### [Work instructions]
Could you render the entries as a two-column CSV with the headers item_text and item_answer, starting at the beginning of the entries and running through the line that contains "[211,168,300,227]"? Use one row per entry, put each field in quotes, replace line breaks with spaces, and leave out the pictures.

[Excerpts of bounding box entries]
───

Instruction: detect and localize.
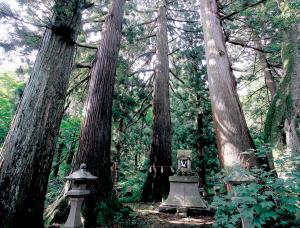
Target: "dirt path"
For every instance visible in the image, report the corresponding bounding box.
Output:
[128,203,213,228]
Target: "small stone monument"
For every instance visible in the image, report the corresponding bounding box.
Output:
[159,150,209,216]
[64,163,97,228]
[226,170,256,228]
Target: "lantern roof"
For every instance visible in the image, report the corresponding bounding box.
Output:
[177,150,192,160]
[226,170,256,185]
[65,163,98,181]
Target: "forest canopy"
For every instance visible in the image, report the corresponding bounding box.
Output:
[0,0,300,228]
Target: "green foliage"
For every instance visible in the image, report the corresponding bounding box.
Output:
[96,198,138,227]
[211,168,300,227]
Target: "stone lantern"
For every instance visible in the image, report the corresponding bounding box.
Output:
[64,163,97,228]
[177,150,192,171]
[159,150,209,216]
[226,170,256,228]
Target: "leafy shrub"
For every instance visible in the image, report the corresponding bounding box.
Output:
[211,169,300,227]
[96,198,138,227]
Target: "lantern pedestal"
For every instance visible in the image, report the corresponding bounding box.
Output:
[64,164,97,228]
[65,198,84,228]
[159,150,210,216]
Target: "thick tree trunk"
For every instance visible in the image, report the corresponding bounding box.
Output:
[75,0,125,224]
[201,0,257,170]
[142,5,172,201]
[53,143,65,177]
[197,111,205,189]
[254,35,276,98]
[0,0,82,228]
[265,1,300,177]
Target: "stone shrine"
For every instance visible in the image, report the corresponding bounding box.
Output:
[159,150,209,215]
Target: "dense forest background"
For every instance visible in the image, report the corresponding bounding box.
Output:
[0,0,300,227]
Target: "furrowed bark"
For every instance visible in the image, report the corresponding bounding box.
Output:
[141,1,172,201]
[265,0,300,177]
[201,0,257,170]
[74,0,125,227]
[0,0,82,228]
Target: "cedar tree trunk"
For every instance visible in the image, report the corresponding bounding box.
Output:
[74,0,125,227]
[265,0,300,177]
[201,0,257,170]
[0,0,82,228]
[141,5,172,201]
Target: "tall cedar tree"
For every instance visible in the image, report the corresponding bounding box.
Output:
[75,0,125,227]
[201,0,257,170]
[265,0,300,176]
[141,1,172,201]
[0,0,83,227]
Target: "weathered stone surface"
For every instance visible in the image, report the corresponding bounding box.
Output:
[161,176,208,208]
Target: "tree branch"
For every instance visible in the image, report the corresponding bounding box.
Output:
[170,69,184,84]
[220,0,266,20]
[76,43,98,50]
[226,40,272,53]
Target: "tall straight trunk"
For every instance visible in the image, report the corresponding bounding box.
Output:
[75,0,125,227]
[254,35,276,98]
[142,4,172,201]
[0,0,82,227]
[201,0,257,170]
[197,111,205,188]
[265,0,300,177]
[53,143,65,177]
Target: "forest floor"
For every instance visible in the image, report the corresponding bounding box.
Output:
[128,203,214,228]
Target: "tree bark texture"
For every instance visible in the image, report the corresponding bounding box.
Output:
[201,0,257,170]
[142,5,172,201]
[197,111,205,189]
[254,35,276,98]
[75,0,125,224]
[265,0,300,177]
[53,143,65,177]
[0,0,82,228]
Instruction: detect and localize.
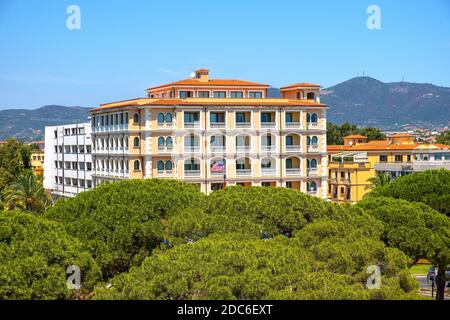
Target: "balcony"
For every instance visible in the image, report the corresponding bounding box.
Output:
[184,121,200,129]
[184,146,200,153]
[261,168,277,177]
[236,169,252,176]
[285,122,300,129]
[286,168,301,176]
[261,145,277,152]
[307,145,319,153]
[184,170,200,177]
[236,146,250,153]
[286,145,301,152]
[209,122,225,129]
[261,122,276,129]
[236,122,252,129]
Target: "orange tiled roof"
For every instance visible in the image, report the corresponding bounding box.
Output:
[147,78,270,91]
[344,134,367,139]
[91,98,326,111]
[327,140,450,152]
[280,82,320,90]
[389,133,413,138]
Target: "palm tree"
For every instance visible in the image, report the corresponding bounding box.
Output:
[2,170,50,213]
[366,172,392,189]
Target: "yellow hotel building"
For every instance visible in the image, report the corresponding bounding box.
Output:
[91,69,327,198]
[327,133,450,203]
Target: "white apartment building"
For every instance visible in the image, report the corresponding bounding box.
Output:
[44,122,93,197]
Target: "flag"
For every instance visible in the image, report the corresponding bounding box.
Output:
[211,162,225,172]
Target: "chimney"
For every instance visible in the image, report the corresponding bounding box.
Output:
[195,69,209,82]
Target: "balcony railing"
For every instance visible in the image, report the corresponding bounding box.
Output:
[286,168,301,176]
[261,122,276,128]
[184,146,200,152]
[285,122,300,129]
[236,122,252,129]
[261,145,277,152]
[236,169,252,176]
[236,146,250,153]
[184,121,200,129]
[307,145,319,152]
[184,170,200,177]
[211,146,226,152]
[286,145,300,152]
[209,122,225,129]
[261,168,277,177]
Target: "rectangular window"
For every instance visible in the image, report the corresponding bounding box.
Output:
[230,91,244,98]
[179,91,192,99]
[209,112,225,123]
[248,91,262,99]
[285,112,293,123]
[261,112,272,123]
[236,112,246,123]
[198,91,209,98]
[213,91,227,98]
[184,112,199,123]
[286,136,294,146]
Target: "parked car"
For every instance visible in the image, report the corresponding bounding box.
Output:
[427,265,450,281]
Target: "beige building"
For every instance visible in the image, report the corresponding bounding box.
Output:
[91,69,327,198]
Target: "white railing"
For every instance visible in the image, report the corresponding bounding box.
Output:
[236,169,252,176]
[184,121,200,129]
[261,145,277,152]
[286,145,300,152]
[184,170,200,177]
[209,122,225,129]
[261,168,277,176]
[236,146,250,153]
[184,146,200,152]
[236,122,252,129]
[261,122,276,128]
[284,122,300,129]
[286,168,300,176]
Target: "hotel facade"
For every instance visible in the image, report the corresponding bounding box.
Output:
[91,69,327,198]
[44,122,93,197]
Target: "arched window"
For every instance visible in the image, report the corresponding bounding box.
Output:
[261,159,272,169]
[307,181,317,192]
[133,160,141,171]
[133,137,139,147]
[157,160,164,171]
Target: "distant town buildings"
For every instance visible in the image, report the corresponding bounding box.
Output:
[327,133,450,202]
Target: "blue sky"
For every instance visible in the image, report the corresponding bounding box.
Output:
[0,0,450,109]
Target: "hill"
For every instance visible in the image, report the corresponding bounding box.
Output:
[0,105,89,141]
[320,77,450,130]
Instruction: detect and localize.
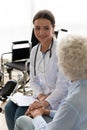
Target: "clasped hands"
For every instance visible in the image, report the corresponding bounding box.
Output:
[25,94,50,117]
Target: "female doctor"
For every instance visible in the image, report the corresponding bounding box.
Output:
[5,10,68,130]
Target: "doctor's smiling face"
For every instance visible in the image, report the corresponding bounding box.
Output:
[33,10,55,46]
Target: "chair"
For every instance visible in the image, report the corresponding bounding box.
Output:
[1,29,39,84]
[1,40,30,84]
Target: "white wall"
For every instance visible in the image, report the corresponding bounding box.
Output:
[0,0,87,54]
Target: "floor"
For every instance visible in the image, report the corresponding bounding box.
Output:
[0,102,8,130]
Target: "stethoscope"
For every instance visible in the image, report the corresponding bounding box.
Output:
[34,39,53,76]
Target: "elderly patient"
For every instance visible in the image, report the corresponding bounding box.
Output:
[15,35,87,130]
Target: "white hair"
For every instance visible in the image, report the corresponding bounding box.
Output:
[57,35,87,80]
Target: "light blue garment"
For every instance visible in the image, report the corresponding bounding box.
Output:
[33,80,87,130]
[30,40,69,109]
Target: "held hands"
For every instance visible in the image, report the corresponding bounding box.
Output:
[25,94,49,117]
[25,101,45,117]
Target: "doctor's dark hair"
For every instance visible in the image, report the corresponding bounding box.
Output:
[33,10,55,26]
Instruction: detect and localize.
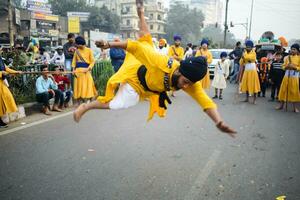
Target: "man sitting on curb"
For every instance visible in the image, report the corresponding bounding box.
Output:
[35,65,63,115]
[54,66,73,109]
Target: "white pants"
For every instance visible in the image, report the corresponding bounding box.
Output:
[109,83,140,110]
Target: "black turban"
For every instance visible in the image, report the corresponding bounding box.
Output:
[291,43,300,52]
[179,56,207,83]
[75,36,86,45]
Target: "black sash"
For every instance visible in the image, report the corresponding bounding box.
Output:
[137,65,172,109]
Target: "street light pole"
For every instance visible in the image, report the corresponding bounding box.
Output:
[223,0,229,48]
[249,0,254,39]
[7,0,14,48]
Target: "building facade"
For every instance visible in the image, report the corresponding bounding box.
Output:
[172,0,223,26]
[145,0,166,39]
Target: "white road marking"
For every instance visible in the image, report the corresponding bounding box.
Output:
[184,150,221,200]
[0,111,73,136]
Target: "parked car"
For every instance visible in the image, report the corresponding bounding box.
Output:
[208,49,233,78]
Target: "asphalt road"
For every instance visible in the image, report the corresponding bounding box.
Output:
[0,86,300,200]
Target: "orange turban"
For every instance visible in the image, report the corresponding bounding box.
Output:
[278,36,288,47]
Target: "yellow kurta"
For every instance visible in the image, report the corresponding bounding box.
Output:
[0,67,18,117]
[278,55,300,102]
[72,47,97,99]
[240,49,260,94]
[195,49,213,89]
[98,35,216,120]
[168,45,184,61]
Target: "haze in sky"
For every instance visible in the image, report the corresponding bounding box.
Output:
[165,0,300,40]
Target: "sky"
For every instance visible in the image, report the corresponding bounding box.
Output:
[165,0,300,40]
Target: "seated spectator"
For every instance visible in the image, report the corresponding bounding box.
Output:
[36,65,62,115]
[39,47,50,65]
[54,66,73,109]
[49,46,65,66]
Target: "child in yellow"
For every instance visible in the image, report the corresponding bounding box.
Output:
[74,1,235,137]
[277,44,300,113]
[0,57,21,128]
[168,35,184,62]
[72,36,97,104]
[240,40,260,104]
[195,39,213,89]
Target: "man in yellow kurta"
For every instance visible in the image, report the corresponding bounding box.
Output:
[72,36,97,104]
[195,39,213,89]
[277,44,300,113]
[0,56,22,128]
[240,40,260,104]
[74,1,235,137]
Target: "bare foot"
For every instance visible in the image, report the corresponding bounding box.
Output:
[73,103,86,123]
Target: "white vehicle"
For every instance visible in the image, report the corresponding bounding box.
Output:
[208,49,233,78]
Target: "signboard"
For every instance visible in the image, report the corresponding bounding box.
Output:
[67,12,91,22]
[68,17,80,33]
[27,0,52,14]
[15,9,21,25]
[49,30,59,37]
[32,13,59,22]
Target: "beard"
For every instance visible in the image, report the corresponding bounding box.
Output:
[172,73,181,90]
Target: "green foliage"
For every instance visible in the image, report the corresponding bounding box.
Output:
[166,4,204,44]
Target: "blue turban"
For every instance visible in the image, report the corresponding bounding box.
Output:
[75,36,86,45]
[245,40,254,48]
[201,39,209,46]
[291,43,300,52]
[220,51,227,58]
[173,35,181,41]
[179,56,207,83]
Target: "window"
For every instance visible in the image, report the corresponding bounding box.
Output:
[149,13,153,19]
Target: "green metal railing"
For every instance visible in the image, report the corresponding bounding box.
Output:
[8,61,114,104]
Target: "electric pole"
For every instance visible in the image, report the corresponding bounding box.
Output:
[7,0,14,48]
[249,0,254,39]
[223,0,229,48]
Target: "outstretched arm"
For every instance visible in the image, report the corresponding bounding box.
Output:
[136,0,150,37]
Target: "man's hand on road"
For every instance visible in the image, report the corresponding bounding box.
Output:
[216,121,236,138]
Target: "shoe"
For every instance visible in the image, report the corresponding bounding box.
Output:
[64,103,69,108]
[52,105,62,112]
[42,106,52,115]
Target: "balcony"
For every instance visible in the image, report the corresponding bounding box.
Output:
[120,24,139,31]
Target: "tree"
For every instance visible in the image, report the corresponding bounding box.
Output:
[49,0,89,16]
[166,3,204,44]
[202,25,236,48]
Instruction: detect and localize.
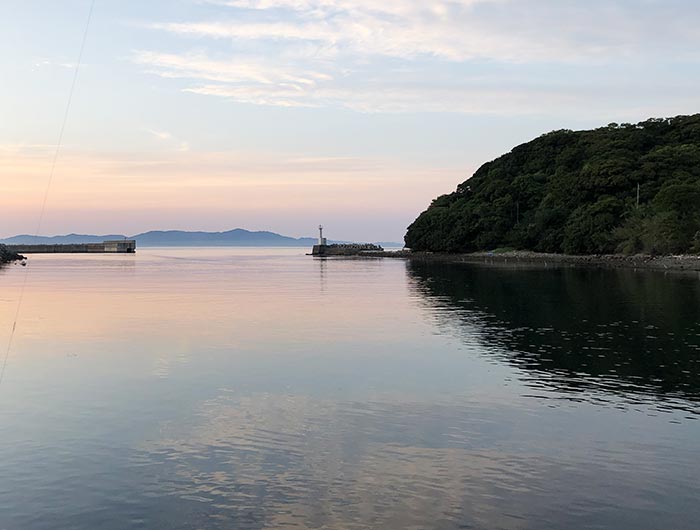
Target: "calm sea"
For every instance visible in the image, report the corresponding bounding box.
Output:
[0,249,700,530]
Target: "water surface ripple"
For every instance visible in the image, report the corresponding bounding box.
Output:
[0,249,700,530]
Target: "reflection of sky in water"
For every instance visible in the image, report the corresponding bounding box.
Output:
[0,249,700,529]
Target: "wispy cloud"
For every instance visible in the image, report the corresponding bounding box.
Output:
[146,129,190,151]
[133,0,700,114]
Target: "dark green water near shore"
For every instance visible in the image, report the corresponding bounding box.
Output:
[0,249,700,530]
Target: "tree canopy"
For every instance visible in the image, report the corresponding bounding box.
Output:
[405,114,700,254]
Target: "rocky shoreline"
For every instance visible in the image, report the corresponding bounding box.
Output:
[372,250,700,272]
[0,244,26,265]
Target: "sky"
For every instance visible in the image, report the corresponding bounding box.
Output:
[0,0,700,241]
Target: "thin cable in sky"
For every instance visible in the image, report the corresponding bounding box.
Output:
[0,0,96,385]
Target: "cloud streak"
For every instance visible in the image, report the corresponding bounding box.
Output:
[133,0,700,115]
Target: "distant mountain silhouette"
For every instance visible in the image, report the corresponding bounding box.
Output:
[132,228,316,247]
[0,228,402,247]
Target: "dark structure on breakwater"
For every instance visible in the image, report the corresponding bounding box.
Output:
[311,243,384,256]
[311,225,384,256]
[7,239,136,254]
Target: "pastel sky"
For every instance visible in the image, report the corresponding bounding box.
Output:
[0,0,700,241]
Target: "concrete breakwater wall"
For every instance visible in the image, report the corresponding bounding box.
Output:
[6,239,136,254]
[311,243,384,256]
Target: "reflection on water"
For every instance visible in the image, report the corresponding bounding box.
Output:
[0,249,700,530]
[409,262,700,414]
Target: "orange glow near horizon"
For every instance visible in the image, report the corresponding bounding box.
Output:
[0,142,468,237]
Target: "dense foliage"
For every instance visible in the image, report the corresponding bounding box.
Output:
[405,114,700,254]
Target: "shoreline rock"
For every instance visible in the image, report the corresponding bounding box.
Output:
[0,244,27,265]
[368,250,700,272]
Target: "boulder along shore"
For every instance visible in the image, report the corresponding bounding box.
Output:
[372,250,700,272]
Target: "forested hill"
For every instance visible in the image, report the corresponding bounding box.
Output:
[405,114,700,254]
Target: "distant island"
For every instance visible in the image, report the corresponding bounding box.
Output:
[0,228,402,248]
[405,114,700,255]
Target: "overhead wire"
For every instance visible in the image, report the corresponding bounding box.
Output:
[0,0,96,385]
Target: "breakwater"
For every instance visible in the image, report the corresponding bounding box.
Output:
[6,239,136,254]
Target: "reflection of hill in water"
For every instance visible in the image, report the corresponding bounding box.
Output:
[408,262,700,401]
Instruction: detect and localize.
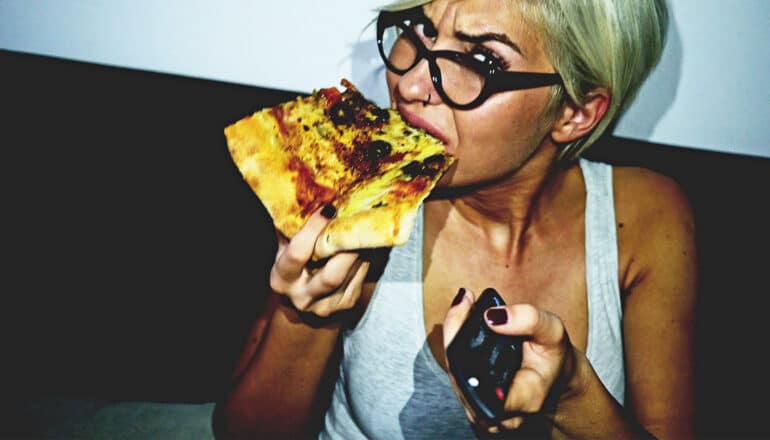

───

### [Expected answer]
item_text,item_answer
"Instruction: detect and localize. Target: ""dirt path"" For every instance visible in the image, report the corresponding bounding box. Output:","[128,203,213,228]"
"Target: ""small stone monument"" For every instance visible in the image, report the corresponding bounding box. Output:","[159,150,209,216] [64,163,97,228] [226,170,256,228]"
"Target: ""lantern roof"" For every instance visible in the image, report the corresponding bounding box. Output:","[177,150,192,160] [226,170,256,185] [65,163,98,181]"
"Target: ""forest canopy"" For every instance visible in the image, report the corresponding bounding box. Output:","[0,0,300,228]"
"Target: ""green foliage"" For every instance visible in the image, report the corresponding bounding box. Output:","[96,198,138,227] [211,168,300,227]"